■ **EXTRAIT DU DOCUMENT**
---+---
Entre l'arbre et la lumière

À Paris.
Une photographe.
Je m'attendais à une personne sombre et angoissée.
Puis elle est arrivée,
En souriance.
Rien d'affligé.
Toute de blondes et bleus,
Par couettes et par yeux.
Respectivement.
Catherine Pachowski.
Du Bas-du-Fleuve?
«Non.»
Aucun lien avec Rimouski, donc?
Plutôt de provenance lointaine et généalogique de Polonie.
Sans trop de souvenirs
de là-bas.
En France depuis longtemps.
***
Elle fait des photos.
J'en avais croisé déjà.
Des «clics!»,
comme des gestes arrêtés.
Et qui font des images
surprenantes.
Déroutantes.
Avec du beau, oui,
Mais, surtout, avec du difficile à nommer
Dans le sentiment
qu'elles procurent.
Des photos où il y a des arbres, presque toujours.
Même que
quand je lui demande pour son premier appareil photo,
Elle m'ajuste le tir.
«C'est pas la bonne question.
Tu devrais plutôt me demander pour mon premier arbre.»
C'est là que ça a commencé.
Premier dessin d'arbre,
Un branchage bizarre
qu'elle m'a refait sur un coin de la table
Et qui lui avait fait gagner
un concours de dessin.
Elle avait neuf ans.
Et sa première lumière?
À la naissance.
Me précisant
qu'elle n'a pas crié.
Pour ce qui est de la Polonie dans son nom,
Elle n'y est retournée
que bien tard.
Seulement après
le démurement.
Elle m'explique que
tout n'était plus pareil.
«Quand un mur tombe,
la lumière change beaucoup.»
La lumière dans ses photos,
«Elle est toujours vraie»,
me dit Pachowski.
À travailler sans flash,
sans réflecteur ni projecteur,
Elle trouve en cherchant,
surtout,
Ou sur les petits chemins
de la patience.
Toujours vraie, donc, la lumière
Avec, pourtant, toujours l'air
si artificiel.
C'est ce qu'on remarque, d'ailleurs,
Cette impression de faux.
---+---
■ **LIGNES DE DONNÉES**
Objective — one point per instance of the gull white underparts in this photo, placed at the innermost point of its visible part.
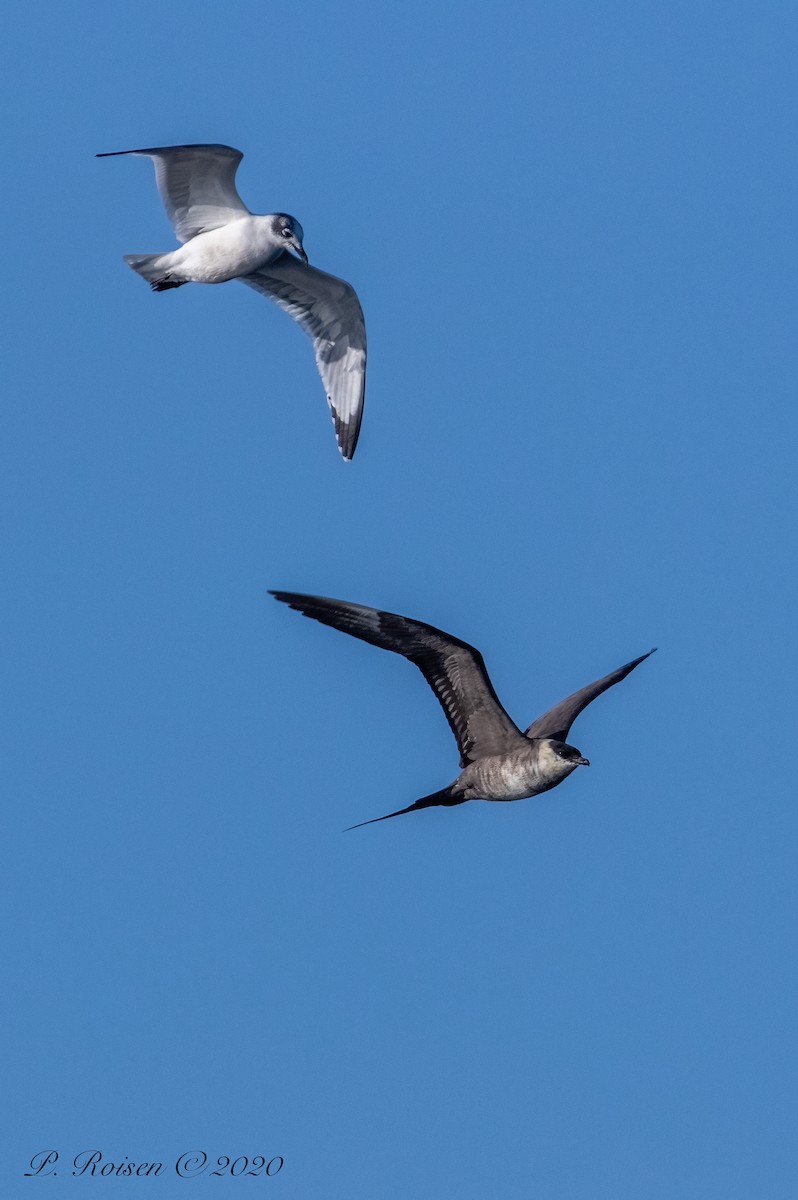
(222, 240)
---+---
■ **LISTE DES TÂCHES**
A - Dans le portrait de la photographe, quel âge avait-elle lorsque son premier dessin d'arbre lui a fait gagner un concours ?
B - Recopiez mot pour mot le passage du portrait de la photographe qui débute aux mots « Elle avait neuf » et se termine après « que bien tard. ».

■ **CORRIGÉ PAR TÂCHE**
A - Elle avait neuf ans.

B -
Elle avait neuf ans.
Et sa première lumière?
À la naissance.
Me précisant
qu'elle n'a pas crié.
Pour ce qui est de la Polonie dans son nom,
Elle n'y est retournée
que bien tard.